Image annotation data:
--
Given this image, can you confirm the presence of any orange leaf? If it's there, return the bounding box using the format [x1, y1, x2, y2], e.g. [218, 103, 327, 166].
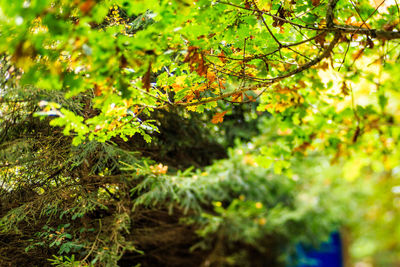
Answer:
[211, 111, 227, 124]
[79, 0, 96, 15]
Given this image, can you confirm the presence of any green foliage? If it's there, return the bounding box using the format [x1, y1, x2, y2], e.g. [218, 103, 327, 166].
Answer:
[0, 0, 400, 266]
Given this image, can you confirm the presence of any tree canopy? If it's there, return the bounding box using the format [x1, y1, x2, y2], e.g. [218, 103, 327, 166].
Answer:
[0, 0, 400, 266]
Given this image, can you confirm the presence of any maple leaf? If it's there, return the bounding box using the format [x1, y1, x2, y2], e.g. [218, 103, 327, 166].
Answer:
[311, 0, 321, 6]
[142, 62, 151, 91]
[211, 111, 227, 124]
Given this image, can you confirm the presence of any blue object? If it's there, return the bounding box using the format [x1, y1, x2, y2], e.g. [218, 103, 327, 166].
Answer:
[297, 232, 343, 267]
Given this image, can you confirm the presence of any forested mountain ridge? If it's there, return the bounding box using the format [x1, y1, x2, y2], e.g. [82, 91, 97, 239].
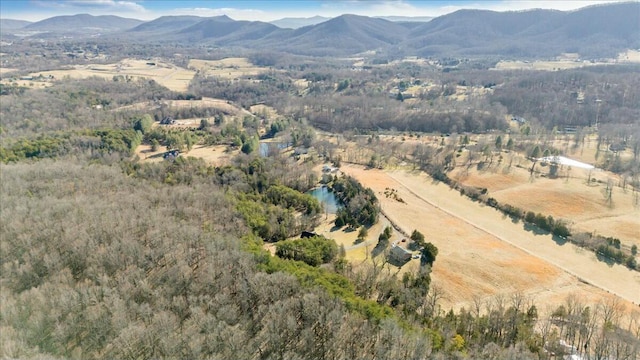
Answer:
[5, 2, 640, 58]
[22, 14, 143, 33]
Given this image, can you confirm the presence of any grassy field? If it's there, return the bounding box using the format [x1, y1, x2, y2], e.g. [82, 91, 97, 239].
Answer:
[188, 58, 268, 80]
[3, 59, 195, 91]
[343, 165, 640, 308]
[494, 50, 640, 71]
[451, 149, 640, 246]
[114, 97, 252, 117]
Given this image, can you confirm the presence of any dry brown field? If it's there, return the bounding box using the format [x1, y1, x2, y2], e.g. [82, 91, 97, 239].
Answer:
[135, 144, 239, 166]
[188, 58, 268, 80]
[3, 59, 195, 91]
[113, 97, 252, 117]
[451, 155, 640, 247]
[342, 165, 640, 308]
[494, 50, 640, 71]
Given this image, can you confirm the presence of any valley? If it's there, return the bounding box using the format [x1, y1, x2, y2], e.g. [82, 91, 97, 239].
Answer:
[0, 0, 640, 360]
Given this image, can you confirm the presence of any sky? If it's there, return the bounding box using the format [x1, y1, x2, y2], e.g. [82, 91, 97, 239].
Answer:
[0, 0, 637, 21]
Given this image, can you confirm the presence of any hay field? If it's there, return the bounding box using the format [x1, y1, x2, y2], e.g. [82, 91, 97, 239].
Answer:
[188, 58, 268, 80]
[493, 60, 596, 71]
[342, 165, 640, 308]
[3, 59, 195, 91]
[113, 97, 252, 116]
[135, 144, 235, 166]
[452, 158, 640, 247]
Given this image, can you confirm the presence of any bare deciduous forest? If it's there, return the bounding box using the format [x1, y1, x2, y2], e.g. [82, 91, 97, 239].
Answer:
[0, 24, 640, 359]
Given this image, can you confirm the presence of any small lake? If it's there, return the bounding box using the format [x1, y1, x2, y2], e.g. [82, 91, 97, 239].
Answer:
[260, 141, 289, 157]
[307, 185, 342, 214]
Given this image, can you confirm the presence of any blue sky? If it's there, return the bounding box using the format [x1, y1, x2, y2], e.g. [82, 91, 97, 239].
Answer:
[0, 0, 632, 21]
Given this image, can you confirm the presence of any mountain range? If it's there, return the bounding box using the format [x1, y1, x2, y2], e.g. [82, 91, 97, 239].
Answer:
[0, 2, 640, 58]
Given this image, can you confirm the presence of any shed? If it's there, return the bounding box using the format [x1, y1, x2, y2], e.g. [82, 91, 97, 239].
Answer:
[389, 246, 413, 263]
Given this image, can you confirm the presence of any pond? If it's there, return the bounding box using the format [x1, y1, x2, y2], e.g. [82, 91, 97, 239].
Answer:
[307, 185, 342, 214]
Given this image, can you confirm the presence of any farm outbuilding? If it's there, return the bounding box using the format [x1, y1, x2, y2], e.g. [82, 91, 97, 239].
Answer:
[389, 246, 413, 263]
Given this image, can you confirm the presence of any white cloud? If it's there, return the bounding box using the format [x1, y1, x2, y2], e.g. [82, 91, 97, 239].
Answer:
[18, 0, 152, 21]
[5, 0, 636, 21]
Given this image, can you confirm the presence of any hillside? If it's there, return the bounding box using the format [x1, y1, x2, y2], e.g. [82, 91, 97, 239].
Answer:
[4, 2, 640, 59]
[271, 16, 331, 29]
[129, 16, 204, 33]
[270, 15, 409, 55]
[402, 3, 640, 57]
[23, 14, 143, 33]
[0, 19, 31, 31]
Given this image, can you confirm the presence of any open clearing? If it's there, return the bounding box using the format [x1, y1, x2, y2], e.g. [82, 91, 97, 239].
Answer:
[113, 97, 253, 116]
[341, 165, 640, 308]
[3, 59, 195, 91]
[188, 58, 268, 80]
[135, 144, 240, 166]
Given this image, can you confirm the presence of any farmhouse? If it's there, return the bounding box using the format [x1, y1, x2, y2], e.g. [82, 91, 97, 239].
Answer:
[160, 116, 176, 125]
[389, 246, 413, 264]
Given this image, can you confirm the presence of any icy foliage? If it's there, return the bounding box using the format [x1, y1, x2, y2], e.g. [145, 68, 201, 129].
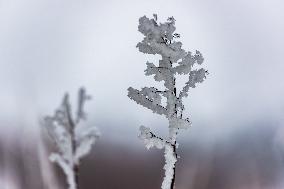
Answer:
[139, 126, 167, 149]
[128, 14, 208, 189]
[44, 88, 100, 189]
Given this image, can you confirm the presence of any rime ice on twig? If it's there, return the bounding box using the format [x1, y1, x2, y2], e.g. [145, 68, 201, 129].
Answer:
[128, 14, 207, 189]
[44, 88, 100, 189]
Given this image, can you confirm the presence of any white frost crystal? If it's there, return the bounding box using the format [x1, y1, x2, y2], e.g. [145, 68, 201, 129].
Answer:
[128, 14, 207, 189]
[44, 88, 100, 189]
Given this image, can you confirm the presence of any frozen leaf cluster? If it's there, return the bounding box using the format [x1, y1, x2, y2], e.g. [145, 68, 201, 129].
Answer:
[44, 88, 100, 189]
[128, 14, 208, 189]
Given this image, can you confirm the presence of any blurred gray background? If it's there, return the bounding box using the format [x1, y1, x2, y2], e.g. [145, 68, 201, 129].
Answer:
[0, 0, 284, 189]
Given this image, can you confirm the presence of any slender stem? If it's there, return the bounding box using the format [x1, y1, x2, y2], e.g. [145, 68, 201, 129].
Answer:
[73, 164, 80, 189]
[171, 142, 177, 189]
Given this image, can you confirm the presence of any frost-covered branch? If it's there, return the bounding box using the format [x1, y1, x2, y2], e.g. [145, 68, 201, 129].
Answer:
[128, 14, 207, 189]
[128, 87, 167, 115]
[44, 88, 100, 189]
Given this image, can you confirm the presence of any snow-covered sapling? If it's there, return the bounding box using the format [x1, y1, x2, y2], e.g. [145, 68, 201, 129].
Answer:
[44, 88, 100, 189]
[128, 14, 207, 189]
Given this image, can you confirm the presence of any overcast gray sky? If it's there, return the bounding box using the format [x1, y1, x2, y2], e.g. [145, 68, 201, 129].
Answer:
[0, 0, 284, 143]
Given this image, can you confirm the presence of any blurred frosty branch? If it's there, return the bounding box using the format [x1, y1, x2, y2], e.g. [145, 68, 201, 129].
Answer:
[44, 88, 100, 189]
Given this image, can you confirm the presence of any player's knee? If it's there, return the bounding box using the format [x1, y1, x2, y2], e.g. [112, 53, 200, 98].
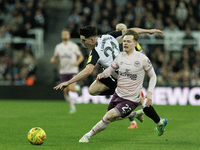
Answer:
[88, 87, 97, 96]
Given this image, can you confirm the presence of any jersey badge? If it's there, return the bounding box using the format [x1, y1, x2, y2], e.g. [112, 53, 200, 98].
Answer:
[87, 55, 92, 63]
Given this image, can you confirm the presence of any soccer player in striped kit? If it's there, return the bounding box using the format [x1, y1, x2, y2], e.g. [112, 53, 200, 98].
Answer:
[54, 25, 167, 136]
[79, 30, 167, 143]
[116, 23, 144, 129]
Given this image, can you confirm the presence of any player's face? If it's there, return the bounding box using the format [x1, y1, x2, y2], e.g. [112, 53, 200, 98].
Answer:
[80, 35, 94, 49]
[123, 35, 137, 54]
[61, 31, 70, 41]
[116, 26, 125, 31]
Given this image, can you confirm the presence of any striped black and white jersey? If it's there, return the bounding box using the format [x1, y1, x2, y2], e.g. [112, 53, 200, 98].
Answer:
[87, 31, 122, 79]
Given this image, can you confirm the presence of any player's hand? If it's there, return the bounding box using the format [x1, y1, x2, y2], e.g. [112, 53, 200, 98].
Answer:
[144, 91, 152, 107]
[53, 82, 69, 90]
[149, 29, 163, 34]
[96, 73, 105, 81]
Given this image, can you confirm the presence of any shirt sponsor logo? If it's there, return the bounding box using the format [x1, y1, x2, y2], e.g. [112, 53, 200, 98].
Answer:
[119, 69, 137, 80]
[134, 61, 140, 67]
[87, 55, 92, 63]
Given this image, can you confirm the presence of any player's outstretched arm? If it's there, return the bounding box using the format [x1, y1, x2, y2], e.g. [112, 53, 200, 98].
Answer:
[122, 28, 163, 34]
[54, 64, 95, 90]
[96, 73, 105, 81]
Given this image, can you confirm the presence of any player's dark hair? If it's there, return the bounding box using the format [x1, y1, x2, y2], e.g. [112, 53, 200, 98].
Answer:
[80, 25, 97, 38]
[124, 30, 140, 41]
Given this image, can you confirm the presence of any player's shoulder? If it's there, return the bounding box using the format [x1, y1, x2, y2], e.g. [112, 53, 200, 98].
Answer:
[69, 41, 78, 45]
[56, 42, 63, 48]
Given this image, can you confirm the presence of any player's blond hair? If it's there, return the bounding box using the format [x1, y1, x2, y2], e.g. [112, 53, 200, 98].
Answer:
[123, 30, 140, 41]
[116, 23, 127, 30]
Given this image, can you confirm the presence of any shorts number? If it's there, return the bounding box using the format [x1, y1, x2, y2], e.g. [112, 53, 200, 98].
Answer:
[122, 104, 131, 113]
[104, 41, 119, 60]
--
WHAT THIS TASK INVOLVES: Render as a JSON list of strings, one string per line, the part of the listing that opens with the line containing "of any frost-covered" and closes with the line containing "[88, 87, 97, 96]", both included. Leave out blank lines and the pictures.

THE REPLY:
[
  "Given this image, can you confirm the presence of any frost-covered branch? If it's there, return the bounding box using the format [x1, y1, x2, y2], e.g. [145, 68, 201, 129].",
  "Answer:",
  "[128, 14, 207, 189]",
  "[128, 87, 167, 115]",
  "[44, 88, 100, 189]",
  "Given this image, can you confirm the presence of any snow-covered sapling? If it's there, return the bounding box using the format [x1, y1, x2, y2], e.g. [145, 68, 201, 129].",
  "Answer:",
  "[44, 88, 100, 189]",
  "[128, 14, 207, 189]",
  "Given this image, can you confirm the presence of any overcast gray sky? If it's there, return the bounding box using the format [x1, y1, x2, y2], e.g. [145, 68, 201, 129].",
  "Answer:",
  "[0, 0, 284, 143]",
  "Given this image, can you confirm the presence of any blurred frosty branch? If it's there, return the bounding box using the format [x1, y1, x2, y2], e.g. [145, 68, 201, 129].",
  "Answer:",
  "[44, 88, 100, 189]",
  "Given this image, can you confirm the presence of any player's knee? If it's there, return the bounding box using the format [x1, y1, x2, y2], e.g. [112, 53, 200, 98].",
  "Answer:",
  "[88, 87, 97, 96]"
]